[GIVEN REQUEST] Skip the pictures and repeat each line of the data exactly.

Location labeling records
--- Begin ---

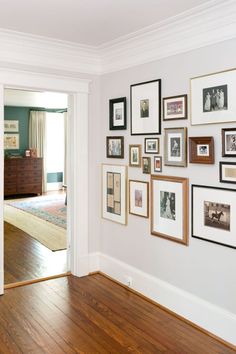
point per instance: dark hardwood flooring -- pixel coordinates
(93, 315)
(25, 258)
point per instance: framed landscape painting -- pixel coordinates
(145, 108)
(169, 205)
(213, 215)
(213, 98)
(114, 189)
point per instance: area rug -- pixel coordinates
(43, 218)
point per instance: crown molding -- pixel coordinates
(208, 24)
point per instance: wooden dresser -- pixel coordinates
(23, 176)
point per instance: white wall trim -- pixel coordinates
(212, 318)
(207, 24)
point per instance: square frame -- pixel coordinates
(175, 107)
(145, 108)
(114, 193)
(117, 114)
(138, 197)
(218, 228)
(201, 150)
(169, 208)
(175, 142)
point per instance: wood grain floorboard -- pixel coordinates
(93, 315)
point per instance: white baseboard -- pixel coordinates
(212, 318)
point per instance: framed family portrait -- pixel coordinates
(175, 142)
(201, 149)
(114, 189)
(135, 155)
(117, 113)
(139, 198)
(146, 108)
(213, 98)
(228, 142)
(151, 145)
(169, 205)
(175, 107)
(213, 215)
(115, 147)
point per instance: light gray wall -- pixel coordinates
(204, 269)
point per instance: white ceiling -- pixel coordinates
(88, 22)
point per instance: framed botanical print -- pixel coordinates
(151, 145)
(117, 113)
(169, 208)
(135, 155)
(228, 142)
(114, 189)
(175, 142)
(145, 108)
(213, 98)
(139, 198)
(115, 147)
(201, 149)
(213, 215)
(175, 107)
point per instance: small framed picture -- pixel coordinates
(146, 108)
(213, 214)
(169, 205)
(139, 198)
(151, 145)
(228, 142)
(114, 189)
(201, 149)
(157, 164)
(227, 172)
(213, 98)
(175, 143)
(135, 155)
(117, 113)
(115, 147)
(175, 107)
(146, 164)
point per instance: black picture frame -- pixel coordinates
(118, 104)
(152, 101)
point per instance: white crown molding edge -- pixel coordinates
(201, 26)
(204, 314)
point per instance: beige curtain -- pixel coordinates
(37, 139)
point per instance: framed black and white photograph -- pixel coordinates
(175, 142)
(135, 155)
(117, 113)
(139, 198)
(115, 147)
(175, 107)
(157, 164)
(151, 145)
(146, 108)
(227, 172)
(228, 142)
(169, 208)
(114, 193)
(212, 98)
(213, 214)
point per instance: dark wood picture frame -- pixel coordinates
(198, 144)
(112, 103)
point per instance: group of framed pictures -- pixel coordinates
(212, 207)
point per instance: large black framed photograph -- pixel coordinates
(213, 214)
(145, 108)
(117, 113)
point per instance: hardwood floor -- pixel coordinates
(93, 315)
(26, 259)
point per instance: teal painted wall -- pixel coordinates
(22, 115)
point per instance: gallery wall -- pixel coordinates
(203, 269)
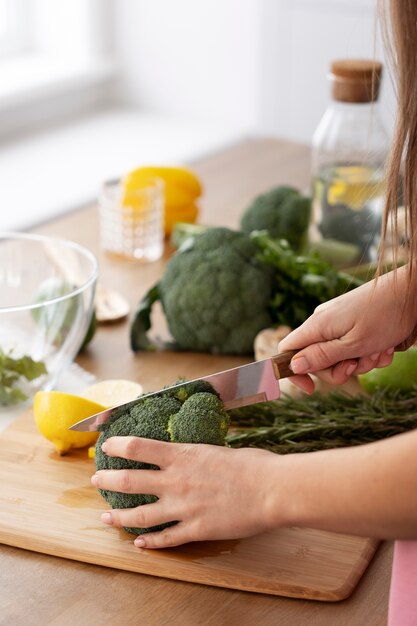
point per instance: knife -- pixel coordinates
(239, 386)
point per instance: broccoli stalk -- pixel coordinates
(193, 413)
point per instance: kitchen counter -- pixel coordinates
(37, 589)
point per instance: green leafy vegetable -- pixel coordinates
(300, 283)
(12, 371)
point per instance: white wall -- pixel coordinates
(258, 65)
(191, 58)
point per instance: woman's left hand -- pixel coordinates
(214, 492)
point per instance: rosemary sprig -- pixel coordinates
(319, 422)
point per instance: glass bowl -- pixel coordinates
(47, 288)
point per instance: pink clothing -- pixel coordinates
(403, 594)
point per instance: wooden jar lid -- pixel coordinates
(356, 80)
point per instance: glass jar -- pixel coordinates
(348, 164)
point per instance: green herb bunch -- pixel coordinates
(319, 422)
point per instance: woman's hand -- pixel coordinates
(353, 333)
(214, 492)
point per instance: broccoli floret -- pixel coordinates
(215, 295)
(283, 212)
(200, 418)
(188, 389)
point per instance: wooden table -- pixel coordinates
(36, 589)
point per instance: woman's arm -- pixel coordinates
(356, 331)
(220, 493)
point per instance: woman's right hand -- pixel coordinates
(355, 332)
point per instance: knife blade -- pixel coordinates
(239, 386)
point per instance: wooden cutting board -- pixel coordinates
(48, 505)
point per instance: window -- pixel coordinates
(15, 33)
(50, 48)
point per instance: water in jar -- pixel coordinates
(347, 207)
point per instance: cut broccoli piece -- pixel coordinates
(201, 419)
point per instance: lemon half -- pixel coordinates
(55, 412)
(113, 392)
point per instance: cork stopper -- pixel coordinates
(356, 80)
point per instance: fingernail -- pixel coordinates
(139, 542)
(300, 365)
(350, 369)
(106, 518)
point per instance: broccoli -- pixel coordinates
(196, 415)
(214, 293)
(283, 212)
(223, 287)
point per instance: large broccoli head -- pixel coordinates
(283, 212)
(215, 294)
(192, 413)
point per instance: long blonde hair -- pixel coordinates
(399, 20)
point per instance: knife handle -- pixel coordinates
(281, 364)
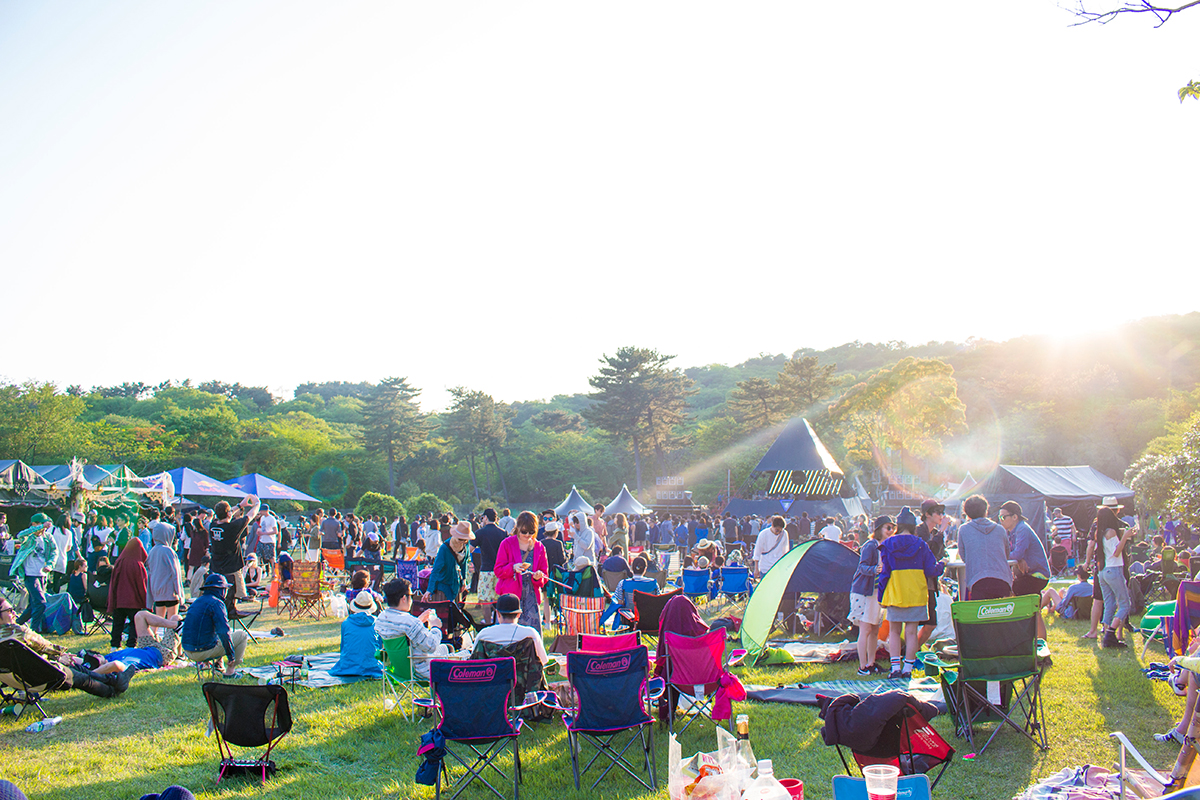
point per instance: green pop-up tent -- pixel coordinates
(815, 566)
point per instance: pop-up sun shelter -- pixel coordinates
(816, 566)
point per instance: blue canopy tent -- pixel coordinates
(269, 489)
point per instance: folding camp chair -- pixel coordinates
(999, 671)
(911, 787)
(695, 584)
(307, 599)
(647, 612)
(474, 705)
(606, 685)
(400, 678)
(247, 716)
(906, 741)
(695, 669)
(25, 677)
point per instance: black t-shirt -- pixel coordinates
(226, 545)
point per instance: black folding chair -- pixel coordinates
(25, 677)
(475, 709)
(247, 716)
(615, 698)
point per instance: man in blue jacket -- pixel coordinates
(207, 635)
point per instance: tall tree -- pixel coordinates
(393, 423)
(641, 400)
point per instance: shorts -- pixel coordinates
(864, 608)
(486, 588)
(1029, 584)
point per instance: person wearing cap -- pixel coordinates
(449, 576)
(207, 635)
(35, 554)
(1032, 567)
(508, 631)
(864, 607)
(360, 641)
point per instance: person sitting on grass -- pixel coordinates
(360, 641)
(623, 595)
(207, 635)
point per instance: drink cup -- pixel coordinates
(881, 781)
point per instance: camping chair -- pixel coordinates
(695, 584)
(247, 716)
(911, 787)
(906, 741)
(605, 685)
(25, 677)
(648, 612)
(736, 587)
(474, 705)
(307, 599)
(400, 679)
(997, 645)
(694, 668)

--- End ---

[RESULT]
point per instance: dark hardwood flooring -- pixel coordinates
(93, 315)
(25, 258)
point per instance: framed landscape painting -- pixel coordinates
(145, 108)
(169, 205)
(213, 215)
(213, 98)
(114, 189)
point per instance: area rug -- pixel coordinates
(43, 218)
point per instance: crown molding -- pixel coordinates
(208, 24)
point per instance: wooden dresser -- pixel coordinates
(23, 176)
point per instance: white wall trim -- pixel coordinates
(212, 318)
(207, 24)
point per instance: square frame -- pixel coordinates
(175, 107)
(145, 108)
(114, 193)
(117, 114)
(138, 197)
(218, 228)
(201, 150)
(169, 208)
(175, 142)
point per instance: wood grain floorboard -- pixel coordinates
(93, 315)
point per instance: white baseboard -- pixel coordinates
(212, 318)
point per instance: framed family portrait -- pixel coordinates
(175, 142)
(201, 149)
(114, 189)
(135, 155)
(117, 113)
(139, 198)
(146, 108)
(213, 98)
(228, 142)
(151, 145)
(169, 205)
(175, 107)
(213, 215)
(115, 147)
point per instance: light gray wall -- pixel coordinates
(204, 269)
point per instance: white ceiling -- pixel coordinates
(88, 22)
point per instance: framed botanical print -- pixel coordinates
(151, 145)
(117, 113)
(169, 208)
(135, 155)
(228, 142)
(114, 189)
(175, 142)
(145, 108)
(213, 98)
(139, 198)
(115, 147)
(201, 149)
(213, 215)
(175, 107)
point per instance: small framed picture -- pixel coordinates
(146, 108)
(213, 214)
(169, 205)
(139, 198)
(151, 145)
(228, 142)
(114, 189)
(201, 149)
(157, 164)
(227, 172)
(213, 98)
(175, 143)
(135, 155)
(117, 113)
(115, 147)
(175, 107)
(146, 164)
point per instance: black picture frame -- pixel coordinates
(118, 104)
(152, 101)
point per instance: white crown molding edge -- pixel coordinates
(201, 26)
(204, 314)
point per instance: beige curtain -- pixel coordinates
(37, 139)
point per instance: framed black and white photograph -- pixel coordinates
(175, 142)
(135, 155)
(117, 113)
(139, 198)
(115, 147)
(175, 107)
(157, 164)
(151, 145)
(146, 108)
(227, 172)
(228, 142)
(169, 208)
(114, 193)
(212, 98)
(213, 214)
point per instance: dark wood picture frame -- pixel coordinates
(198, 144)
(112, 103)
point per instance: group of framed pictures -- pixel coordinates
(212, 207)
point per instance: large black framed photograph -- pixel coordinates
(213, 214)
(145, 108)
(117, 113)
point per instance: hardwood floor -- pixel coordinates
(93, 315)
(26, 259)
point per instance: teal painted wall -- pixel coordinates
(22, 115)
point per instance: gallery wall -- pixel coordinates
(203, 269)
point per instance: knife -- pixel coordinates
(239, 386)
point per instance: broccoli stalk -- pixel coordinates
(193, 413)
point per instance: kitchen counter -- pixel coordinates
(37, 589)
point per instance: green leafy vegetable -- pixel coordinates
(300, 283)
(12, 371)
point per instance: white wall -- pixel coordinates
(258, 65)
(191, 58)
point per instance: woman's left hand -- pixel coordinates
(214, 492)
point per instance: rosemary sprig -- pixel coordinates
(319, 422)
point per instance: glass bowl -- pixel coordinates
(47, 288)
point per instance: pink clothing -- pixel coordinates
(403, 594)
point per instance: wooden jar lid -- pixel coordinates
(356, 80)
point per instance: glass jar -- pixel coordinates
(348, 164)
point per instance: green herb bunch -- pixel coordinates
(319, 422)
point per instance: woman's hand -- pixel coordinates
(353, 333)
(214, 492)
point per instance: broccoli floret -- pixel coordinates
(215, 295)
(283, 212)
(200, 418)
(188, 389)
point per instance: wooden table -- pixel coordinates
(36, 589)
point per instance: woman's arm -- pixel coordinates
(356, 331)
(220, 493)
point per instance: woman's right hand -- pixel coordinates
(355, 332)
point per instance: knife blade -- pixel coordinates
(239, 386)
point per instance: wooden cutting board -- pixel coordinates
(48, 505)
point per instance: window -- pixel coordinates
(15, 33)
(50, 48)
point per instance: water in jar -- pixel coordinates
(347, 207)
point per instance: cut broccoli piece -- pixel coordinates
(201, 419)
point per instance: lemon half -- pixel coordinates
(55, 412)
(113, 392)
point per instance: cork stopper -- pixel coordinates
(356, 80)
point per instance: fingernail -- pixel coordinates
(139, 542)
(300, 365)
(350, 369)
(106, 518)
point per instance: broccoli -- pixel coordinates
(196, 415)
(214, 293)
(283, 212)
(223, 287)
point per instance: large broccoli head -- pixel coordinates
(283, 212)
(215, 294)
(192, 413)
point per instance: long blonde hair -- pixel coordinates
(399, 20)
point per instance: knife handle -- pixel coordinates
(281, 364)
point per instance: green pop-up tent -- pixel coordinates
(815, 566)
point per instance: pop-up sun shelter -- pixel coordinates
(816, 566)
point per instance: blue canopy tent -- pixel coordinates
(269, 489)
point per instance: folding camp chair -- pixel coordinates
(999, 671)
(911, 787)
(695, 584)
(307, 599)
(647, 612)
(474, 705)
(606, 685)
(400, 678)
(247, 716)
(906, 741)
(695, 669)
(25, 677)
point per instance: black t-shirt -- pixel coordinates
(226, 545)
point per instance: black folding chair -- pixel coordinates
(25, 677)
(475, 709)
(247, 716)
(615, 698)
point per instance: man in blue jacket -- pixel coordinates
(207, 635)
point per instance: tall tree -- pixel coordinates
(393, 423)
(641, 400)
point per instance: shorts -- pixel coordinates
(864, 608)
(486, 588)
(1029, 584)
point per instance: person wearing cap -- pixel coordinates
(449, 576)
(207, 635)
(35, 554)
(1032, 567)
(508, 631)
(864, 607)
(360, 641)
point per instance: person sitting on grass -- pixel coordinates
(360, 641)
(623, 595)
(207, 635)
point per instance: drink cup -- pixel coordinates
(881, 781)
point per instance: camping chair -- pixel coordinates
(695, 584)
(247, 716)
(911, 787)
(906, 741)
(605, 685)
(25, 677)
(648, 612)
(736, 587)
(474, 705)
(307, 599)
(400, 679)
(997, 645)
(694, 668)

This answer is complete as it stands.